┌─ SUPPLIED RECORDS
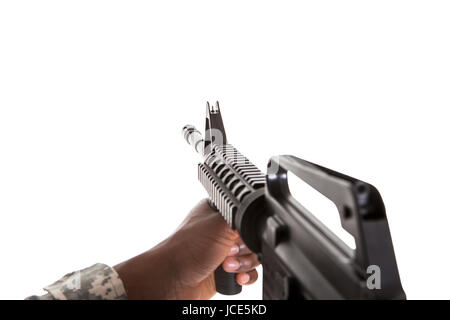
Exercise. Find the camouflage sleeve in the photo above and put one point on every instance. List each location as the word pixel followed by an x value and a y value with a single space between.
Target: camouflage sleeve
pixel 98 282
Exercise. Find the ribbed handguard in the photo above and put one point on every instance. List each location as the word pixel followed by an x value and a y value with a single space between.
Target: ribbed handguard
pixel 229 178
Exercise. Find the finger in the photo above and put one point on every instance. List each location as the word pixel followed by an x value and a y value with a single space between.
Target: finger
pixel 241 263
pixel 239 249
pixel 247 278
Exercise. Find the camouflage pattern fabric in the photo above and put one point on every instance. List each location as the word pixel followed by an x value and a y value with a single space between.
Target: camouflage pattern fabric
pixel 98 282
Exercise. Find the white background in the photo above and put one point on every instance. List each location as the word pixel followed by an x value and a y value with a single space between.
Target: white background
pixel 93 96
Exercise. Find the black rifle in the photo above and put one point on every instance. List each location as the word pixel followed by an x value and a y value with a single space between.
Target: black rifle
pixel 301 258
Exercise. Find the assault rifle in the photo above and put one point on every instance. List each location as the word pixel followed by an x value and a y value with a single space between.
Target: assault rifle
pixel 301 257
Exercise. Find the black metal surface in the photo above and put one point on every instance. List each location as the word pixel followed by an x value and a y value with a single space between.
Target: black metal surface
pixel 301 258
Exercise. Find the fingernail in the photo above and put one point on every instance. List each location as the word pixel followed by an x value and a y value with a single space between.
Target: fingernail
pixel 245 278
pixel 233 264
pixel 234 250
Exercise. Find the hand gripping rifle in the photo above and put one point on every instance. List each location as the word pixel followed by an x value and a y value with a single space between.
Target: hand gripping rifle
pixel 301 258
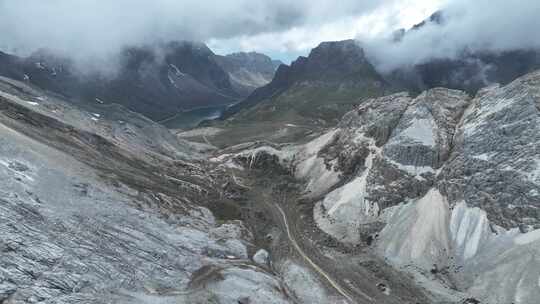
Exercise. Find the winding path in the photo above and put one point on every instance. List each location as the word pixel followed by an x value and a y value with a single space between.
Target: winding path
pixel 325 275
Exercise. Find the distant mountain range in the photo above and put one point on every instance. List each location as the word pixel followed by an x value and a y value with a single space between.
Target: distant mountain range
pixel 337 75
pixel 156 81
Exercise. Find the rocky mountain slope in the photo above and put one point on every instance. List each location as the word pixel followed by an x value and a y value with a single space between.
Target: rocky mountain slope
pixel 334 70
pixel 155 81
pixel 442 186
pixel 248 71
pixel 106 206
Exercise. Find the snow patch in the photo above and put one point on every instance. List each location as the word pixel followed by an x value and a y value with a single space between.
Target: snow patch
pixel 468 227
pixel 418 232
pixel 527 238
pixel 421 130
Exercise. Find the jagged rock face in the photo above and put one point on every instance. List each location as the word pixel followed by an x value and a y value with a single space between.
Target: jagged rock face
pixel 248 71
pixel 97 210
pixel 154 81
pixel 495 165
pixel 441 184
pixel 331 67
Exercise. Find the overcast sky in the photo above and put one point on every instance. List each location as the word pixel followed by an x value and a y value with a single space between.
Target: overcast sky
pixel 282 29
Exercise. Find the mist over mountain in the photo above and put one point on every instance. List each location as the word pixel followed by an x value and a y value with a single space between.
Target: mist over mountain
pixel 399 167
pixel 462 27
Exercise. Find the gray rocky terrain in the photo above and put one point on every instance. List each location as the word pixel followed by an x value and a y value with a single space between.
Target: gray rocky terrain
pixel 442 186
pixel 409 199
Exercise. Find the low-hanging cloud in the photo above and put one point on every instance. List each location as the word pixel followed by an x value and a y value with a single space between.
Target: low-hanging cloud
pixel 472 26
pixel 96 28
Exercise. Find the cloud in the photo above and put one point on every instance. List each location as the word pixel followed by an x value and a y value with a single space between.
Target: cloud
pixel 476 26
pixel 96 28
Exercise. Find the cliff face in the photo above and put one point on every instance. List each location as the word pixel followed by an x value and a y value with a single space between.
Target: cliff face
pixel 103 205
pixel 248 71
pixel 443 185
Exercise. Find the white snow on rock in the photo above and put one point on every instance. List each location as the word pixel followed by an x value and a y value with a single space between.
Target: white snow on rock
pixel 312 168
pixel 345 209
pixel 422 131
pixel 527 238
pixel 418 232
pixel 261 257
pixel 468 227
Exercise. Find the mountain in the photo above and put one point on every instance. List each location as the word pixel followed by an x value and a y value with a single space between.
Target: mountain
pixel 428 198
pixel 107 206
pixel 469 71
pixel 248 71
pixel 157 82
pixel 442 186
pixel 313 92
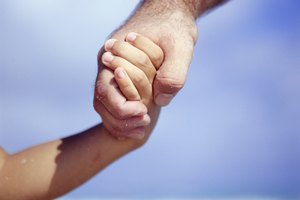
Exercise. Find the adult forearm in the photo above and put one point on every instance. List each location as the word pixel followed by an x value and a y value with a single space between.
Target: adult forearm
pixel 193 8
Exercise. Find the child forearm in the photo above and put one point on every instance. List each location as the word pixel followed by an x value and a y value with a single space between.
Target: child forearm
pixel 52 169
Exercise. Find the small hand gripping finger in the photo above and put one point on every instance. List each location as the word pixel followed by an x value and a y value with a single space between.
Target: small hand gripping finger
pixel 154 52
pixel 126 85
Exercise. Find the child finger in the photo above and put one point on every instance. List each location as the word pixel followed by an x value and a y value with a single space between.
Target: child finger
pixel 130 53
pixel 126 86
pixel 146 45
pixel 137 76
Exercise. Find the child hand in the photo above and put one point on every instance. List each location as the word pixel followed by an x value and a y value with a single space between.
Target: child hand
pixel 135 66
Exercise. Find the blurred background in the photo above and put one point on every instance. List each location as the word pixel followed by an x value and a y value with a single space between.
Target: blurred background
pixel 232 132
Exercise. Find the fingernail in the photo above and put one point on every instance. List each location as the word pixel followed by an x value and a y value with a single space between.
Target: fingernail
pixel 131 37
pixel 109 44
pixel 163 99
pixel 107 57
pixel 120 74
pixel 121 138
pixel 137 136
pixel 144 121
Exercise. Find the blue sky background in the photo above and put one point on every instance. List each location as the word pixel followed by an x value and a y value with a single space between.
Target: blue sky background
pixel 234 130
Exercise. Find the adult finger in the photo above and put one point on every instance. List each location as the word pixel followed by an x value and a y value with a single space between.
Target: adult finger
pixel 171 76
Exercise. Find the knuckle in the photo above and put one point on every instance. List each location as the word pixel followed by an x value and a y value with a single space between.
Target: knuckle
pixel 118 47
pixel 158 57
pixel 120 112
pixel 170 85
pixel 139 78
pixel 101 91
pixel 144 61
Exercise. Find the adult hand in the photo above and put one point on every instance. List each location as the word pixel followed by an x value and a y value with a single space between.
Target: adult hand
pixel 171 25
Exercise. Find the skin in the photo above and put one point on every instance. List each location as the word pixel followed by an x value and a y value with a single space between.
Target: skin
pixel 171 25
pixel 49 170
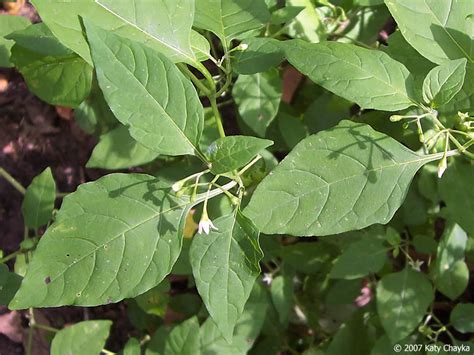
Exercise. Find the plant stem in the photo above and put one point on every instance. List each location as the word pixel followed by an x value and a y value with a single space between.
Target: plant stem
pixel 12 181
pixel 11 256
pixel 217 116
pixel 207 75
pixel 194 79
pixel 29 345
pixel 449 153
pixel 249 165
pixel 461 148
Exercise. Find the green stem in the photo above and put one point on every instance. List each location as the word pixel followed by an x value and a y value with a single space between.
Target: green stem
pixel 225 103
pixel 461 148
pixel 12 181
pixel 194 79
pixel 440 155
pixel 249 165
pixel 10 256
pixel 217 116
pixel 29 344
pixel 207 75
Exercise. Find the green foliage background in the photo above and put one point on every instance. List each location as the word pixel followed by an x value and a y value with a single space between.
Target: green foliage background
pixel 339 220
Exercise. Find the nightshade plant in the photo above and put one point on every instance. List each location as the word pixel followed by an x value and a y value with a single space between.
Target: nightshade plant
pixel 374 150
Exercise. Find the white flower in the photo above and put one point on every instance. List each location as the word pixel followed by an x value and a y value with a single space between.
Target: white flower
pixel 442 166
pixel 206 225
pixel 267 278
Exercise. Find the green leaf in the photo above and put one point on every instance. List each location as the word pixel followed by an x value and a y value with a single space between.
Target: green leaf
pixel 449 271
pixel 9 24
pixel 261 55
pixel 200 46
pixel 94 115
pixel 133 19
pixel 361 258
pixel 365 27
pixel 156 346
pixel 439 30
pixel 38 203
pixel 246 330
pixel 285 14
pixel 367 77
pixel 292 129
pixel 368 2
pixel 155 301
pixel 308 258
pixel 258 97
pixel 308 24
pixel 132 347
pixel 53 73
pixel 9 284
pixel 117 150
pixel 81 338
pixel 402 301
pixel 453 282
pixel 454 191
pixel 351 338
pixel 282 296
pixel 228 19
pixel 444 82
pixel 326 112
pixel 114 238
pixel 148 93
pixel 229 153
pixel 462 317
pixel 400 50
pixel 184 338
pixel 349 177
pixel 225 265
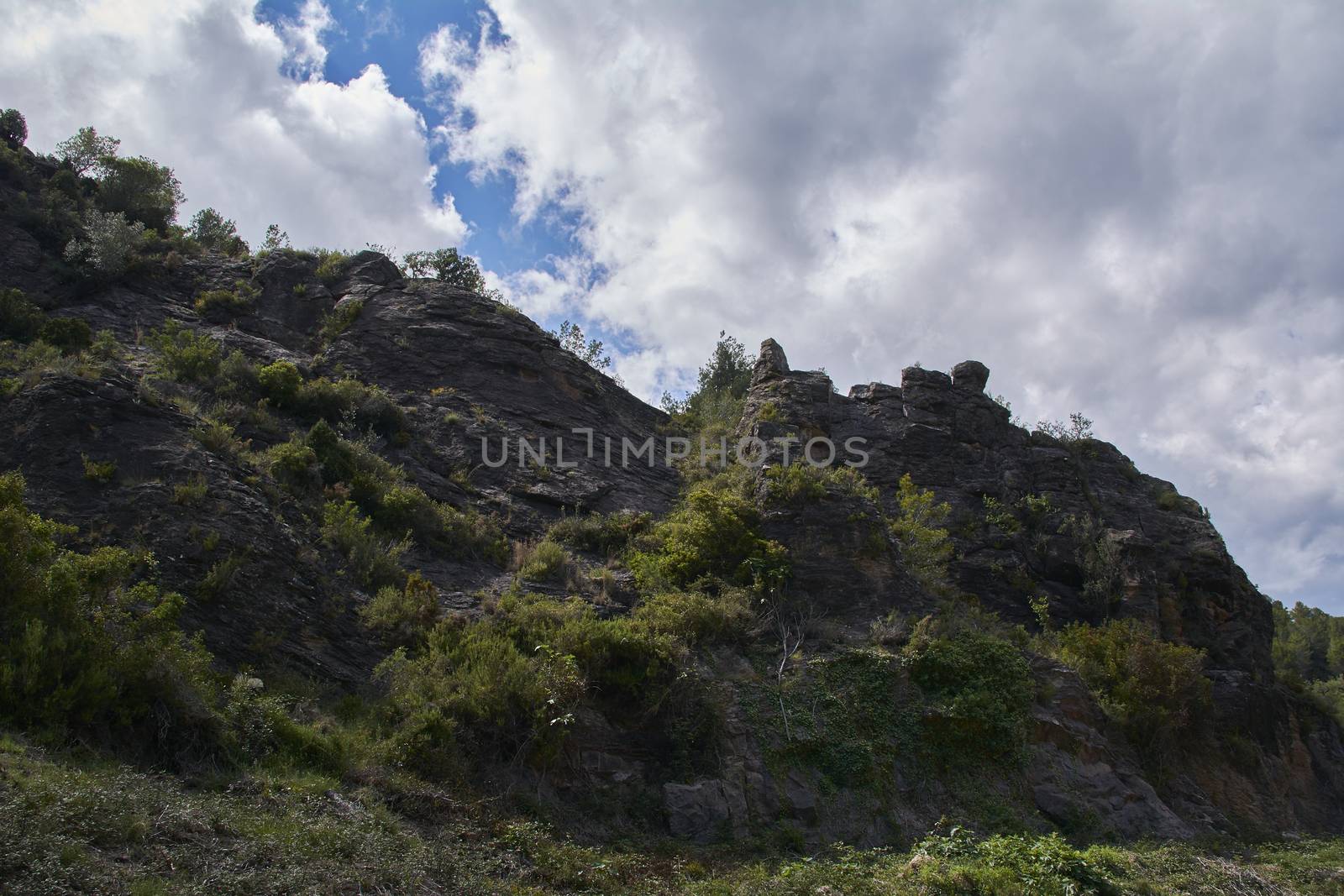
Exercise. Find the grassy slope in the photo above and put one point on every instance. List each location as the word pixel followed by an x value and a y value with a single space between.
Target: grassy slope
pixel 76 822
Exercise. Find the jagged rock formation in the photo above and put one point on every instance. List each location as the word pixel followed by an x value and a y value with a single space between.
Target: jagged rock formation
pixel 1097 537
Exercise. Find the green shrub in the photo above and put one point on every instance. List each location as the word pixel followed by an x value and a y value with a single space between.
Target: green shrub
pixel 259 727
pixel 13 129
pixel 293 465
pixel 214 231
pixel 711 533
pixel 237 378
pixel 918 528
pixel 448 266
pixel 692 618
pixel 1042 866
pixel 403 616
pixel 280 382
pixel 221 577
pixel 803 483
pixel 143 190
pixel 608 535
pixel 71 335
pixel 101 472
pixel 187 356
pixel 1330 696
pixel 375 562
pixel 349 401
pixel 190 493
pixel 396 506
pixel 543 562
pixel 105 347
pixel 82 644
pixel 978 688
pixel 109 242
pixel 331 265
pixel 1155 689
pixel 218 438
pixel 19 318
pixel 226 302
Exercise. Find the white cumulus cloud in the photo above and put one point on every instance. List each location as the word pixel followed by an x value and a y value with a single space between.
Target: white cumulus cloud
pixel 1126 208
pixel 239 109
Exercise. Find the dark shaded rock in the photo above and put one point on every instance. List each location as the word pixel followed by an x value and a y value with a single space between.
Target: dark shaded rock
pixel 770 362
pixel 971 376
pixel 698 812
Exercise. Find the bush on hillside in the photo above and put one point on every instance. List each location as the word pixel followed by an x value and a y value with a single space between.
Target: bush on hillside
pixel 84 644
pixel 1155 689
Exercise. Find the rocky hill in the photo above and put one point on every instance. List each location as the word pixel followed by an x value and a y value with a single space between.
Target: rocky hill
pixel 873 652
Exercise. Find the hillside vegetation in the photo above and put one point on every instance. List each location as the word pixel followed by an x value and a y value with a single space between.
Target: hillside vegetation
pixel 273 621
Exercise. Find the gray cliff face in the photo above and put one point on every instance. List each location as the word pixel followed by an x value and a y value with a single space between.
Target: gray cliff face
pixel 1164 562
pixel 1068 520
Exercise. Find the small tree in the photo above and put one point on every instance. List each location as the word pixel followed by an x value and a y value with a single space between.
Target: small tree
pixel 213 230
pixel 276 239
pixel 925 546
pixel 1079 429
pixel 143 190
pixel 13 129
pixel 589 351
pixel 87 150
pixel 109 242
pixel 449 266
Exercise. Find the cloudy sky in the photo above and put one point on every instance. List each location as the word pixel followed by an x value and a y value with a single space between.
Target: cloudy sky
pixel 1128 208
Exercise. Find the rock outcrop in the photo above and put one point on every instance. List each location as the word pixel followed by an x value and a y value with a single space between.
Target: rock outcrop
pixel 1032 516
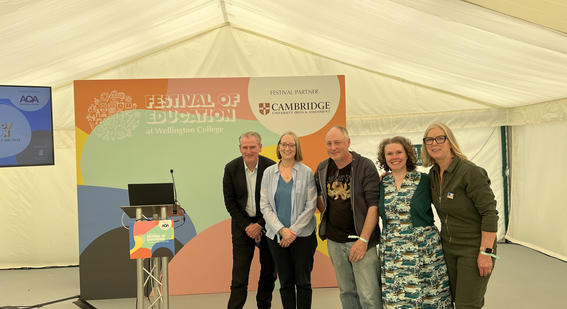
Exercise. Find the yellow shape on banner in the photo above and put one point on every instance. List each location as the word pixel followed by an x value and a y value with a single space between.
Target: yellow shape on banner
pixel 138 242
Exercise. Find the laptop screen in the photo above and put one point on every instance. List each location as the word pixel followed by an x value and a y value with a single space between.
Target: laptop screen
pixel 150 193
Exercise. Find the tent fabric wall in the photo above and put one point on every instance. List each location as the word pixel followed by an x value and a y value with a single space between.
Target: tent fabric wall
pixel 222 52
pixel 537 218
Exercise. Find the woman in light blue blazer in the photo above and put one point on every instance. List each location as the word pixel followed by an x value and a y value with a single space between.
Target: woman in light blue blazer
pixel 288 200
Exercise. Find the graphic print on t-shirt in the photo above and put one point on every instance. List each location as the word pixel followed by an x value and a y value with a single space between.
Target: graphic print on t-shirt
pixel 339 187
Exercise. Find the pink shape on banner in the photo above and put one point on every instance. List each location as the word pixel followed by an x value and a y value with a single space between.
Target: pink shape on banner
pixel 142 227
pixel 204 265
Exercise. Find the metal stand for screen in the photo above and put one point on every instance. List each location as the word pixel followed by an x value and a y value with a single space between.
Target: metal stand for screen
pixel 157 274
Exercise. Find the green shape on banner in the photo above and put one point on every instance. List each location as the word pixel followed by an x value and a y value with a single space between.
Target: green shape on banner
pixel 124 150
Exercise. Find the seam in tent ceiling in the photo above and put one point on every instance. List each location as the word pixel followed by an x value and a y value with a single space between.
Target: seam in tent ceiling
pixel 366 69
pixel 223 9
pixel 149 53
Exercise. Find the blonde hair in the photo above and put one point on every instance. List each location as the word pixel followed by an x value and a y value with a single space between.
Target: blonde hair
pixel 298 154
pixel 455 149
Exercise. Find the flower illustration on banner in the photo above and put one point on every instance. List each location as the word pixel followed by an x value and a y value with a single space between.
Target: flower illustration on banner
pixel 125 118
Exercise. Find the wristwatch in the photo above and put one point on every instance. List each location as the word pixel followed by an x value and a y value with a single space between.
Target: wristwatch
pixel 486 250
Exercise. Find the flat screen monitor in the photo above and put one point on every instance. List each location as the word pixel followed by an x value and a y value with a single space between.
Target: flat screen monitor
pixel 26 126
pixel 151 193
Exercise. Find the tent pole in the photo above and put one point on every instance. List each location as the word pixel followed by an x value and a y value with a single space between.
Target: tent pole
pixel 505 141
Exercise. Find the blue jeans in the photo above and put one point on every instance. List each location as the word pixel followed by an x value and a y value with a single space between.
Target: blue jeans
pixel 359 282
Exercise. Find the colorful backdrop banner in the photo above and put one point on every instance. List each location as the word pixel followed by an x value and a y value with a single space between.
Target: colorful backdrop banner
pixel 136 131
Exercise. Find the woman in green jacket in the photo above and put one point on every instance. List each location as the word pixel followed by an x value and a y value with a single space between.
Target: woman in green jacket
pixel 413 270
pixel 466 206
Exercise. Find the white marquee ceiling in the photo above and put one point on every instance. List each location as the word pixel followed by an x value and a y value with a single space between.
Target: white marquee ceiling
pixel 449 46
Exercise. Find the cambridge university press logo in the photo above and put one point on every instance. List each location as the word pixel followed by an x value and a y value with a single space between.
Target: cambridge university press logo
pixel 264 108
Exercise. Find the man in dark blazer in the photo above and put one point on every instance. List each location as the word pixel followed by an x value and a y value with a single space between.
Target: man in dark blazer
pixel 241 187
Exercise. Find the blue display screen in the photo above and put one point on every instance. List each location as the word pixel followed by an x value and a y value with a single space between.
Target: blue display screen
pixel 26 126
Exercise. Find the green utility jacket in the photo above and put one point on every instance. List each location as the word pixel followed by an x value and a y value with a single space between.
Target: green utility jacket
pixel 464 202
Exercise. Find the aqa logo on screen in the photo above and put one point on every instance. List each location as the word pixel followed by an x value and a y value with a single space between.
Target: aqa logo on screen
pixel 29 100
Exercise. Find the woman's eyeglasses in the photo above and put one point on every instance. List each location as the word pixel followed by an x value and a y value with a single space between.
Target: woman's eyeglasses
pixel 438 139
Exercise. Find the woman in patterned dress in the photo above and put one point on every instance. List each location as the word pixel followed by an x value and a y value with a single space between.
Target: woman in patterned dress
pixel 413 270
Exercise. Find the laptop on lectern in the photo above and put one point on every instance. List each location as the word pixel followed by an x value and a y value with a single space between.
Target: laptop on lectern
pixel 151 193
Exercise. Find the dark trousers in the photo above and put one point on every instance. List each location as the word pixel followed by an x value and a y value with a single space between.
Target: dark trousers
pixel 294 265
pixel 242 254
pixel 467 286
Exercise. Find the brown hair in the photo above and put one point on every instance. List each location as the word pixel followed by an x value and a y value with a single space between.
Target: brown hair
pixel 298 154
pixel 411 153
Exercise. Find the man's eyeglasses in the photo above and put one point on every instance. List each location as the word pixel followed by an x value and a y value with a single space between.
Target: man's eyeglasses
pixel 438 139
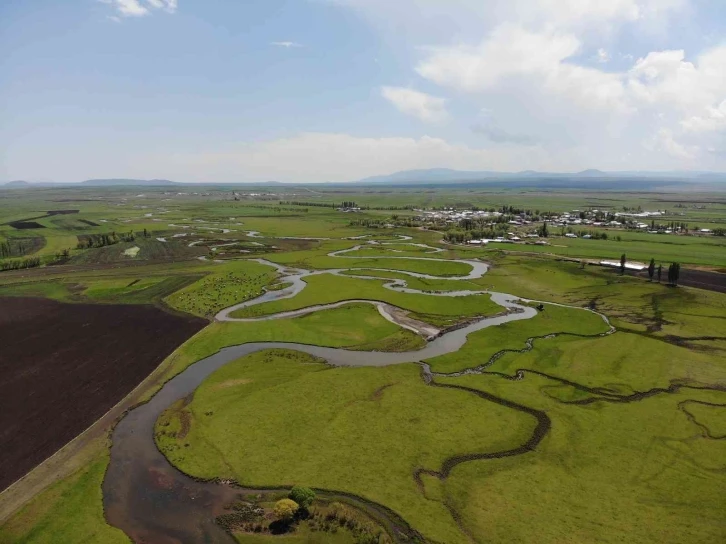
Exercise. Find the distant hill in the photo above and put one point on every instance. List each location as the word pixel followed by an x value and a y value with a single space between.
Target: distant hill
pixel 128 182
pixel 586 178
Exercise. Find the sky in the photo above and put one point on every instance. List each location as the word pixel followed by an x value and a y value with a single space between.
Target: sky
pixel 339 90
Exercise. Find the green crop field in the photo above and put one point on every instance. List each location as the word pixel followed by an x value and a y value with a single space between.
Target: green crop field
pixel 551 429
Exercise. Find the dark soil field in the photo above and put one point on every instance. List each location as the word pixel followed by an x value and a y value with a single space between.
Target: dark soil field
pixel 62 366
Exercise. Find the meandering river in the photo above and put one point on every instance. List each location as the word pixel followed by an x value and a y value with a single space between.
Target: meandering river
pixel 151 501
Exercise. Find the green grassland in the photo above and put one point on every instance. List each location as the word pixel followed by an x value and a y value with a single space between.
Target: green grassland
└─
#### YOUR TASK:
Update the data starting with the line that contains "Exercise. Find the small tree" and going on through the line that contains "pixel 1128 208", swapping "cloudy sky" for "overcast sky" and leaving everything else unchanged. Return only those lines.

#### CORRECT OUTPUT:
Exercise. Find the small tree in the photo above and put one point on every instance. List each location as the word pixel followed by an x value and a y value with a single space between.
Target: small tree
pixel 213 230
pixel 276 239
pixel 925 546
pixel 1079 429
pixel 143 190
pixel 13 129
pixel 589 351
pixel 87 150
pixel 109 242
pixel 449 266
Exercise. Find the overcast sky in the photo above and put one point on every instance. List each location as the word pixel followed by an x value and a y value with a single space between.
Target: overcast sky
pixel 1128 208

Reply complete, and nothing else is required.